Work to do:
Starting with the first line of the items and going on through the line that contains "143], [60, 121]]]", output every line as a numbered list, omitting blank lines and leaving out the pictures.

···

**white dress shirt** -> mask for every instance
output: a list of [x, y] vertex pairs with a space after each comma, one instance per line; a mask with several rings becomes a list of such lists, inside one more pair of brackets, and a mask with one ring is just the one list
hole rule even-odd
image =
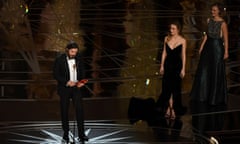
[[69, 59], [67, 57], [70, 81], [77, 82], [77, 68], [75, 59]]

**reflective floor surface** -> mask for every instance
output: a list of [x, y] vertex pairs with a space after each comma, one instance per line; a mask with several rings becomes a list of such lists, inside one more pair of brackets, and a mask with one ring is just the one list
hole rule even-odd
[[[201, 122], [195, 123], [197, 118]], [[138, 120], [86, 121], [85, 143], [107, 144], [237, 144], [240, 140], [240, 111], [222, 111], [184, 115], [179, 119], [160, 118], [155, 123]], [[77, 141], [75, 121], [70, 122], [72, 141]], [[200, 126], [205, 125], [205, 129]], [[205, 130], [200, 132], [200, 130]], [[5, 122], [0, 128], [1, 144], [59, 144], [62, 143], [60, 121]]]

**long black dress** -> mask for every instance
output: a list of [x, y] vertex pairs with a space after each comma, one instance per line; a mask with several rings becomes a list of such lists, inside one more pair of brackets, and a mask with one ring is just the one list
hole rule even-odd
[[209, 105], [227, 103], [222, 22], [209, 20], [207, 41], [201, 52], [190, 93], [192, 101], [206, 102]]
[[176, 115], [181, 115], [183, 113], [181, 98], [182, 78], [180, 77], [182, 69], [182, 44], [175, 48], [170, 48], [166, 43], [166, 53], [167, 57], [164, 62], [164, 75], [162, 78], [162, 93], [157, 101], [157, 105], [166, 109], [172, 95], [175, 113]]

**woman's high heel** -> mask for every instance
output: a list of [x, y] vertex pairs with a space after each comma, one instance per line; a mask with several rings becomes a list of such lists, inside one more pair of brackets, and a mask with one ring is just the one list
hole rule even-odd
[[167, 119], [171, 117], [171, 108], [170, 107], [167, 108], [167, 111], [166, 111], [164, 117], [167, 118]]
[[176, 114], [175, 114], [175, 111], [174, 111], [174, 109], [171, 107], [170, 108], [170, 119], [171, 120], [175, 120], [175, 118], [176, 118]]

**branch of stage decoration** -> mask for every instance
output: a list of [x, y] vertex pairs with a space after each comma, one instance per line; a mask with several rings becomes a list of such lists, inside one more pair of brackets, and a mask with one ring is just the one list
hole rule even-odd
[[82, 79], [77, 82], [77, 87], [80, 88], [82, 86], [85, 86], [95, 96], [95, 93], [86, 85], [87, 82], [88, 82], [88, 79]]

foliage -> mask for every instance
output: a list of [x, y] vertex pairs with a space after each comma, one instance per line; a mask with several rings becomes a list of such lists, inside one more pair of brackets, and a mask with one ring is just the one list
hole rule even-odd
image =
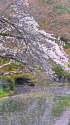
[[[54, 100], [56, 101], [56, 99]], [[70, 106], [70, 95], [59, 97], [59, 101], [53, 108], [53, 116], [59, 117], [65, 109]]]
[[3, 84], [3, 90], [4, 91], [14, 90], [14, 81], [11, 78], [0, 77], [0, 81]]
[[56, 65], [55, 63], [52, 63], [52, 65], [53, 65], [52, 70], [54, 71], [54, 74], [66, 76], [70, 78], [70, 73], [67, 73], [66, 71], [64, 71], [59, 64]]
[[55, 6], [57, 12], [65, 12], [63, 6]]

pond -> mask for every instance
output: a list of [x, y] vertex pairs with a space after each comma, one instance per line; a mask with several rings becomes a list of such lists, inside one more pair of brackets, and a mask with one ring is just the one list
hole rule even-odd
[[0, 99], [0, 125], [70, 125], [70, 88], [34, 87]]

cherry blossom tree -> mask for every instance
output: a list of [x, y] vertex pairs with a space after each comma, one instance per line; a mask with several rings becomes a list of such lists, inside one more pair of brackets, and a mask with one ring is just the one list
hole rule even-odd
[[[29, 72], [44, 71], [49, 78], [53, 75], [50, 61], [68, 69], [68, 57], [53, 34], [39, 29], [38, 23], [27, 13], [26, 0], [1, 1], [0, 11], [0, 58], [9, 60], [0, 69], [11, 65], [12, 60], [23, 64]], [[0, 4], [0, 5], [1, 5]], [[21, 73], [20, 65], [17, 73]], [[9, 74], [16, 73], [10, 71]], [[8, 74], [3, 73], [3, 75]]]

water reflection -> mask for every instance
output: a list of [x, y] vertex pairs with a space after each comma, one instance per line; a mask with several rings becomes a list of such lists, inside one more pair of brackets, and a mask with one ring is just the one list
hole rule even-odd
[[70, 96], [42, 88], [0, 100], [0, 125], [69, 125]]

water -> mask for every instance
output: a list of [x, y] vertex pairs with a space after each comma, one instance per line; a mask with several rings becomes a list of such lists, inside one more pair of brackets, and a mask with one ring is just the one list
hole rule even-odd
[[0, 125], [69, 125], [69, 92], [44, 86], [0, 99]]

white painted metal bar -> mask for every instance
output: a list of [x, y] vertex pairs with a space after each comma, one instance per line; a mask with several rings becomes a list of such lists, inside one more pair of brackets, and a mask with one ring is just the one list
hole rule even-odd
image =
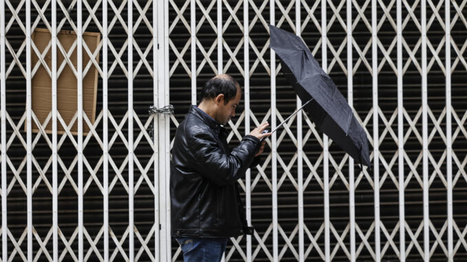
[[0, 0], [0, 114], [1, 115], [1, 257], [8, 258], [7, 224], [7, 182], [6, 182], [6, 72], [5, 67], [5, 0]]
[[[302, 34], [302, 19], [300, 1], [295, 2], [295, 34]], [[302, 100], [297, 96], [297, 108], [302, 107]], [[304, 223], [303, 221], [303, 122], [302, 111], [297, 113], [297, 179], [298, 180], [298, 261], [304, 261]]]
[[[158, 9], [158, 2], [157, 1], [153, 1], [152, 2], [152, 25], [153, 25], [153, 31], [152, 31], [152, 41], [154, 43], [154, 52], [152, 52], [153, 55], [153, 69], [154, 72], [154, 79], [153, 79], [153, 103], [156, 107], [159, 108], [159, 105], [158, 102], [158, 96], [159, 94], [158, 87], [159, 85], [159, 80], [160, 75], [159, 73], [159, 66], [158, 61], [160, 57], [160, 45], [162, 45], [161, 39], [159, 37], [160, 25], [157, 22], [157, 19], [159, 17], [159, 12]], [[158, 115], [154, 115], [154, 119], [152, 121], [152, 133], [153, 133], [153, 142], [154, 143], [154, 188], [156, 188], [156, 192], [154, 193], [154, 224], [156, 225], [156, 232], [154, 233], [154, 257], [156, 261], [160, 261], [160, 210], [159, 209], [159, 201], [160, 198], [159, 197], [159, 179], [158, 179], [158, 171], [159, 171], [159, 162], [160, 162], [160, 152], [159, 152], [159, 129], [158, 126]], [[162, 241], [163, 242], [163, 241]]]
[[[327, 56], [327, 19], [326, 19], [326, 0], [321, 1], [321, 55], [322, 69], [326, 74], [328, 73], [328, 56]], [[329, 220], [329, 140], [326, 135], [323, 134], [323, 179], [324, 188], [324, 261], [331, 261], [331, 235]]]
[[82, 0], [77, 3], [76, 61], [78, 84], [78, 261], [83, 262], [83, 19]]
[[[160, 1], [159, 1], [160, 2]], [[164, 45], [163, 45], [163, 54], [164, 59], [161, 59], [162, 61], [162, 68], [163, 69], [164, 72], [164, 106], [169, 105], [170, 102], [169, 95], [169, 78], [170, 77], [170, 74], [169, 72], [169, 1], [165, 1], [163, 6], [161, 4], [161, 8], [163, 10], [163, 20], [162, 25], [163, 25], [163, 36], [164, 36]], [[169, 115], [164, 115], [165, 119], [165, 135], [164, 137], [164, 143], [165, 146], [165, 205], [166, 205], [166, 227], [165, 227], [165, 234], [167, 235], [167, 239], [172, 239], [170, 236], [170, 195], [169, 194], [169, 181], [170, 179], [170, 118]], [[170, 261], [172, 257], [172, 242], [167, 241], [166, 252], [167, 254], [167, 262]]]
[[430, 261], [430, 212], [428, 170], [428, 87], [426, 83], [426, 0], [422, 0], [422, 129], [423, 147], [424, 256]]
[[196, 105], [196, 3], [190, 1], [190, 33], [191, 37], [191, 105]]
[[[276, 6], [274, 1], [269, 1], [269, 20], [271, 25], [276, 25]], [[274, 129], [276, 124], [276, 52], [271, 50], [271, 128]], [[272, 172], [272, 223], [273, 223], [273, 260], [278, 261], [278, 156], [277, 156], [277, 135], [273, 132], [271, 136], [272, 149], [271, 172]]]
[[378, 133], [378, 68], [377, 68], [377, 0], [371, 1], [371, 51], [373, 76], [373, 143], [375, 184], [375, 256], [381, 261], [380, 236], [380, 134]]
[[[353, 108], [353, 61], [352, 56], [352, 1], [347, 2], [347, 100], [351, 108]], [[351, 262], [355, 261], [355, 186], [353, 158], [349, 157], [349, 204], [350, 207], [350, 241]]]
[[129, 262], [134, 260], [134, 186], [133, 154], [133, 1], [128, 1], [128, 226]]
[[453, 243], [453, 133], [451, 122], [450, 85], [450, 1], [444, 1], [444, 30], [446, 30], [446, 175], [448, 180], [448, 261], [454, 261]]
[[32, 261], [32, 134], [31, 98], [31, 1], [26, 1], [26, 173], [28, 206], [28, 261]]
[[56, 0], [52, 0], [52, 184], [54, 262], [59, 261], [59, 191], [57, 174]]
[[108, 25], [107, 0], [102, 1], [102, 108], [104, 176], [104, 262], [109, 262], [109, 106], [108, 106]]
[[222, 1], [217, 0], [217, 72], [222, 74]]
[[399, 253], [401, 262], [406, 261], [405, 177], [404, 174], [404, 94], [402, 60], [402, 3], [397, 3], [397, 140], [399, 141]]
[[[245, 79], [245, 131], [250, 133], [250, 58], [249, 58], [249, 19], [248, 17], [248, 1], [243, 1], [243, 78]], [[247, 222], [251, 225], [251, 170], [248, 169], [245, 177], [245, 198], [247, 206]], [[247, 235], [247, 261], [251, 262], [251, 236]]]
[[[192, 8], [195, 8], [195, 6], [192, 6]], [[158, 36], [159, 39], [163, 39], [160, 41], [160, 43], [163, 43], [163, 45], [159, 46], [159, 52], [160, 57], [158, 58], [158, 73], [159, 76], [163, 76], [163, 77], [158, 78], [158, 101], [157, 105], [158, 107], [163, 107], [164, 105], [165, 98], [164, 94], [165, 92], [165, 71], [164, 69], [164, 61], [163, 59], [165, 58], [165, 35], [164, 34], [164, 5], [163, 1], [158, 1], [157, 6], [157, 25], [158, 25]], [[193, 27], [191, 28], [194, 28]], [[192, 72], [193, 73], [193, 72]], [[196, 75], [196, 72], [194, 72]], [[193, 74], [192, 74], [193, 75]], [[196, 98], [196, 96], [195, 96]], [[158, 179], [159, 179], [159, 210], [162, 212], [160, 216], [160, 239], [165, 239], [165, 241], [161, 241], [160, 245], [160, 261], [169, 261], [170, 260], [170, 250], [167, 248], [167, 245], [169, 244], [167, 239], [170, 239], [170, 236], [169, 234], [169, 228], [167, 228], [167, 196], [166, 195], [169, 192], [167, 190], [166, 182], [168, 181], [166, 179], [166, 160], [165, 160], [165, 118], [164, 116], [158, 115], [158, 151], [160, 152], [159, 159], [159, 169], [158, 169]], [[168, 183], [167, 183], [168, 184]]]

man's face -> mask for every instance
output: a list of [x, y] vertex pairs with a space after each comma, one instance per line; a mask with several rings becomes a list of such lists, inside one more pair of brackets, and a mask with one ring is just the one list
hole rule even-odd
[[217, 120], [223, 125], [227, 124], [230, 119], [235, 117], [235, 109], [238, 106], [241, 98], [242, 90], [240, 88], [237, 88], [237, 94], [234, 98], [229, 100], [227, 105], [225, 105], [222, 99], [222, 102], [219, 103]]

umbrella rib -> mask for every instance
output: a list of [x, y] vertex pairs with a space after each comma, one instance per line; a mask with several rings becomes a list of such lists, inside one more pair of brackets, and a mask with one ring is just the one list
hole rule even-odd
[[303, 107], [304, 107], [304, 106], [306, 106], [307, 105], [308, 105], [308, 103], [309, 103], [310, 102], [311, 102], [311, 101], [313, 100], [314, 100], [314, 98], [311, 98], [311, 99], [310, 99], [309, 100], [308, 100], [308, 102], [307, 102], [306, 103], [304, 103], [304, 104], [302, 106], [302, 107], [300, 107], [300, 108], [299, 108], [298, 109], [297, 109], [297, 111], [295, 111], [295, 112], [293, 112], [293, 113], [292, 113], [291, 115], [289, 116], [289, 117], [288, 117], [285, 120], [282, 121], [282, 123], [279, 124], [278, 126], [276, 127], [276, 128], [275, 128], [273, 131], [271, 131], [271, 133], [273, 133], [274, 131], [276, 131], [276, 130], [278, 130], [278, 129], [279, 127], [282, 127], [284, 124], [285, 124], [285, 123], [287, 122], [287, 120], [290, 119], [290, 118], [291, 118], [292, 116], [293, 116], [295, 113], [298, 113], [298, 111], [300, 111], [300, 110], [302, 110], [302, 109], [303, 109]]

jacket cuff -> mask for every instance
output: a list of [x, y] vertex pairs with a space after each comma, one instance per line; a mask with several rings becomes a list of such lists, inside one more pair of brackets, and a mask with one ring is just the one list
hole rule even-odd
[[250, 168], [254, 168], [260, 163], [261, 163], [261, 157], [258, 155], [253, 159], [253, 162], [251, 162], [251, 164], [250, 165]]

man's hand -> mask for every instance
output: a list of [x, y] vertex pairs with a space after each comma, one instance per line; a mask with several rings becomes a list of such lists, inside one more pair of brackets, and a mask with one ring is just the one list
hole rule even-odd
[[[255, 136], [258, 138], [258, 139], [261, 140], [261, 138], [267, 138], [271, 135], [272, 135], [272, 133], [262, 133], [262, 131], [266, 129], [267, 127], [269, 126], [269, 123], [267, 122], [265, 122], [261, 124], [260, 124], [259, 127], [256, 127], [256, 129], [253, 129], [251, 132], [250, 133], [250, 135]], [[263, 140], [262, 142], [261, 143], [261, 147], [260, 148], [260, 150], [256, 153], [256, 155], [255, 155], [255, 157], [260, 155], [262, 151], [264, 151], [264, 144], [266, 144], [266, 140]]]

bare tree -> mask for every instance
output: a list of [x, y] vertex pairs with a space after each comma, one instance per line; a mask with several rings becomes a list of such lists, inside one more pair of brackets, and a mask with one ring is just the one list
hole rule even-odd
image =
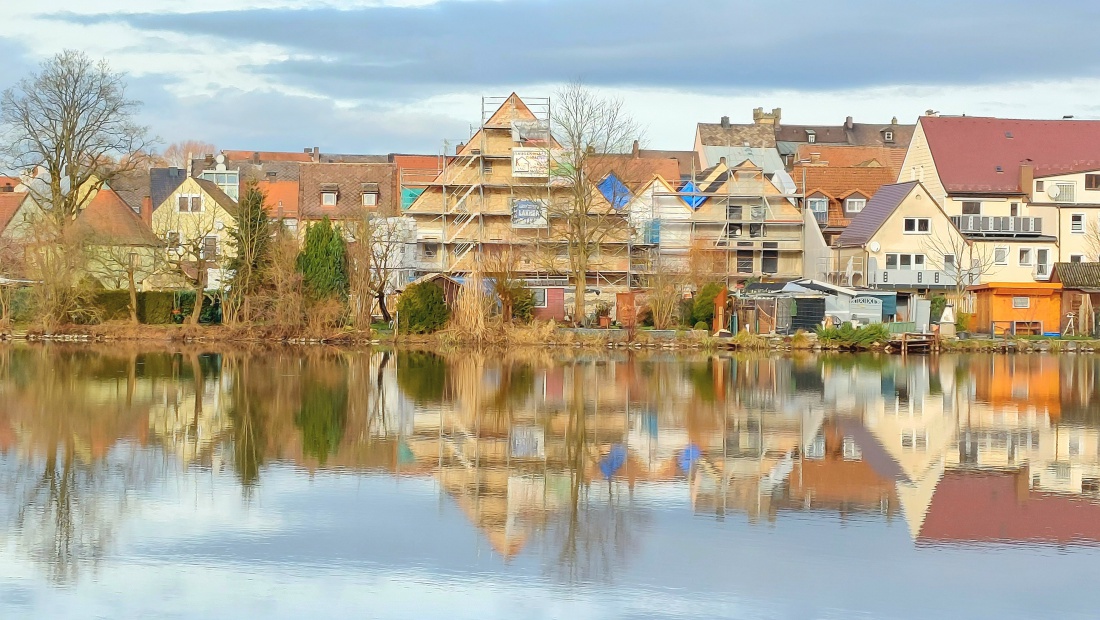
[[965, 307], [967, 287], [981, 283], [997, 268], [992, 246], [966, 239], [954, 226], [930, 235], [923, 247], [930, 264], [949, 278], [958, 310]]
[[406, 218], [385, 218], [370, 209], [345, 223], [351, 235], [348, 244], [352, 318], [360, 326], [370, 326], [374, 308], [382, 319], [392, 320], [386, 298], [399, 288], [409, 243], [414, 239]]
[[64, 228], [103, 184], [142, 165], [150, 144], [123, 75], [65, 51], [0, 96], [4, 165], [35, 171], [28, 190]]
[[527, 286], [519, 277], [519, 255], [513, 245], [487, 250], [482, 256], [485, 277], [493, 281], [493, 294], [501, 299], [501, 318], [510, 323], [516, 301]]
[[218, 266], [218, 253], [221, 251], [216, 242], [208, 241], [218, 239], [217, 209], [179, 212], [172, 204], [163, 209], [170, 210], [163, 219], [157, 219], [160, 226], [169, 231], [165, 239], [165, 267], [195, 291], [195, 308], [189, 322], [197, 325], [210, 284], [209, 270]]
[[580, 321], [587, 275], [602, 246], [630, 234], [623, 209], [629, 192], [619, 179], [609, 180], [618, 162], [607, 155], [629, 152], [641, 130], [622, 100], [576, 82], [558, 92], [551, 129], [561, 150], [551, 153], [550, 184], [565, 189], [549, 192], [547, 244], [554, 256], [565, 258], [575, 291], [573, 319]]
[[[184, 140], [182, 142], [173, 142], [164, 148], [164, 152], [157, 156], [157, 160], [163, 166], [172, 166], [175, 168], [187, 169], [190, 164], [189, 157], [202, 157], [204, 155], [213, 154], [218, 152], [218, 147], [209, 142], [201, 140]], [[187, 174], [190, 174], [188, 171]]]

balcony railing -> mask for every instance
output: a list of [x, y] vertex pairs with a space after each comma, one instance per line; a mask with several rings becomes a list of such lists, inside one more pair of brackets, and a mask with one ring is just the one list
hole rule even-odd
[[976, 285], [978, 277], [975, 274], [959, 276], [955, 272], [939, 269], [872, 269], [868, 284], [883, 288], [947, 288]]
[[1009, 215], [952, 215], [952, 223], [963, 234], [981, 236], [1037, 236], [1043, 234], [1042, 218]]

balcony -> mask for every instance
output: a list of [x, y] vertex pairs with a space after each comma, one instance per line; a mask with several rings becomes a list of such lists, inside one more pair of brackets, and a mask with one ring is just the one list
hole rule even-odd
[[879, 288], [954, 288], [956, 285], [978, 284], [974, 274], [963, 274], [961, 281], [955, 272], [939, 269], [871, 269], [869, 286]]
[[971, 236], [1038, 236], [1043, 234], [1043, 218], [1009, 215], [952, 215], [952, 223]]

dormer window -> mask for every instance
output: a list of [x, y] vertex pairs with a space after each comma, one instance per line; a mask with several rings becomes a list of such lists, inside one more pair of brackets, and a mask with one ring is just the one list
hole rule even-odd
[[340, 186], [334, 182], [321, 184], [321, 206], [336, 207], [337, 197], [340, 193]]
[[363, 207], [378, 206], [378, 184], [364, 182], [361, 187], [363, 192]]

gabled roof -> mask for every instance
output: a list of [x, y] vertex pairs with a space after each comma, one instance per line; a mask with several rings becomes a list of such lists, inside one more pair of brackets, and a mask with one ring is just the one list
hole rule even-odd
[[218, 187], [218, 184], [206, 179], [194, 179], [202, 188], [202, 191], [213, 199], [230, 215], [237, 217], [237, 202]]
[[[878, 189], [894, 181], [894, 173], [881, 167], [799, 166], [791, 173], [799, 191], [820, 190], [832, 198], [844, 198], [855, 189], [873, 196]], [[869, 193], [868, 193], [869, 192]]]
[[703, 146], [745, 146], [755, 148], [776, 147], [776, 128], [770, 124], [698, 123], [695, 125]]
[[920, 122], [948, 192], [1026, 191], [1020, 165], [1028, 160], [1036, 178], [1100, 169], [1100, 121], [922, 117]]
[[77, 234], [99, 245], [156, 246], [153, 230], [111, 189], [100, 189], [73, 223]]
[[12, 218], [19, 212], [19, 208], [23, 206], [23, 201], [29, 196], [31, 195], [23, 191], [0, 192], [0, 233], [8, 228], [8, 224], [11, 223]]
[[1100, 263], [1055, 263], [1052, 283], [1063, 288], [1079, 288], [1100, 292]]
[[179, 189], [187, 180], [187, 170], [183, 168], [152, 168], [148, 171], [148, 196], [153, 202], [153, 209], [160, 209], [161, 204], [172, 196], [172, 192]]
[[908, 181], [879, 188], [867, 201], [864, 210], [856, 214], [848, 228], [836, 239], [836, 246], [859, 247], [867, 244], [919, 185], [920, 181]]
[[[831, 168], [871, 167], [890, 169], [894, 178], [905, 162], [905, 150], [897, 146], [850, 146], [847, 144], [800, 144], [798, 159], [817, 155], [821, 165]], [[891, 179], [893, 180], [893, 179]]]

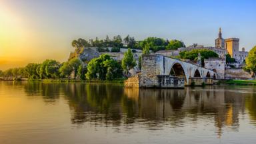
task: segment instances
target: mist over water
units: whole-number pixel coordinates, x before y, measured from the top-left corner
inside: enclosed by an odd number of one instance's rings
[[[0,143],[254,143],[256,89],[0,82]]]

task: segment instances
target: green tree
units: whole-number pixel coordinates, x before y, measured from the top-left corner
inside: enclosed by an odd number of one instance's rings
[[[190,59],[191,61],[197,60],[198,53],[201,55],[202,65],[204,65],[204,59],[209,57],[219,57],[218,54],[208,49],[193,49],[192,51],[184,51],[179,53],[179,57],[184,59]]]
[[[72,59],[69,61],[72,71],[74,71],[75,78],[77,77],[78,68],[79,65],[82,65],[82,63],[83,62],[78,58]]]
[[[79,77],[80,79],[85,79],[85,73],[87,73],[86,67],[84,65],[80,65],[77,70],[77,75]]]
[[[2,70],[0,70],[0,77],[3,76],[3,71]]]
[[[121,73],[120,63],[111,59],[109,55],[104,54],[91,60],[88,63],[85,76],[87,79],[111,80],[113,78],[121,77]]]
[[[122,68],[125,72],[126,77],[129,75],[129,71],[135,66],[136,62],[133,59],[133,53],[131,49],[128,49],[122,59]]]
[[[43,62],[43,63],[40,65],[39,76],[40,79],[41,79],[47,78],[47,74],[46,73],[45,68],[49,61],[49,59],[46,59]]]
[[[87,65],[87,72],[85,74],[85,77],[87,79],[97,79],[97,73],[99,65],[97,62],[97,59],[93,59],[89,62]]]
[[[72,70],[72,67],[69,65],[69,61],[67,61],[61,65],[59,71],[63,77],[67,77],[71,75]]]
[[[39,64],[29,63],[25,67],[25,71],[27,73],[29,79],[37,79],[40,78],[40,76],[37,73],[37,68],[38,65],[39,65]]]
[[[245,69],[251,71],[253,76],[256,72],[256,46],[249,51],[248,56],[245,59]]]
[[[142,65],[142,57],[140,55],[139,57],[139,69],[141,70],[141,65]]]
[[[232,58],[229,53],[225,55],[225,56],[226,56],[226,63],[229,63],[235,62],[235,59]]]
[[[120,52],[120,48],[119,47],[112,47],[111,52]]]
[[[149,51],[150,46],[149,45],[147,44],[143,49],[142,53],[144,55],[148,55],[150,53]]]
[[[178,41],[176,39],[171,40],[168,43],[168,45],[166,46],[166,49],[167,50],[176,50],[179,47],[185,47],[186,46],[184,45],[184,43]]]
[[[90,43],[86,40],[79,38],[77,40],[73,40],[71,43],[71,45],[73,47],[81,48],[81,47],[90,47]]]

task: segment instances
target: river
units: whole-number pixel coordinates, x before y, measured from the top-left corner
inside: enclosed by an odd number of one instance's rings
[[[255,143],[255,93],[0,81],[0,143]]]

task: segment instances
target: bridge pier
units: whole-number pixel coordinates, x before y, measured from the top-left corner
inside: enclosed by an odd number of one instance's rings
[[[181,88],[213,85],[217,73],[199,65],[162,55],[143,55],[139,87]]]
[[[213,78],[211,77],[190,77],[189,80],[189,85],[201,86],[205,85],[213,85]]]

···

Correct response:
1. **white dress shirt** -> mask for every instance
2. output: a list of [x, y] vertex pairs with a space after each comma, one instance per line; a mask with several rings becomes a list of such lists, inside one more pair of brackets, and a mask with one ring is just the one list
3. hole rule even-odd
4. image =
5. [[69, 59], [67, 57], [70, 81], [77, 82], [77, 68], [75, 59]]
6. **reflective floor surface** -> mask for every instance
7. output: a list of [x, y] vertex pairs with a space after each comma, one instance per line; a mask with several rings becomes a list of such lists, inside one more pair of brackets, and a mask with one ring is just the one list
8. hole rule even-odd
9. [[[201, 122], [195, 123], [197, 118]], [[138, 120], [86, 121], [85, 143], [107, 144], [237, 144], [240, 140], [240, 111], [222, 111], [184, 115], [179, 119], [160, 118], [155, 123]], [[77, 141], [75, 121], [70, 122], [72, 141]], [[200, 126], [205, 125], [205, 129]], [[205, 130], [200, 132], [200, 130]], [[5, 122], [0, 128], [1, 144], [59, 144], [62, 143], [60, 121]]]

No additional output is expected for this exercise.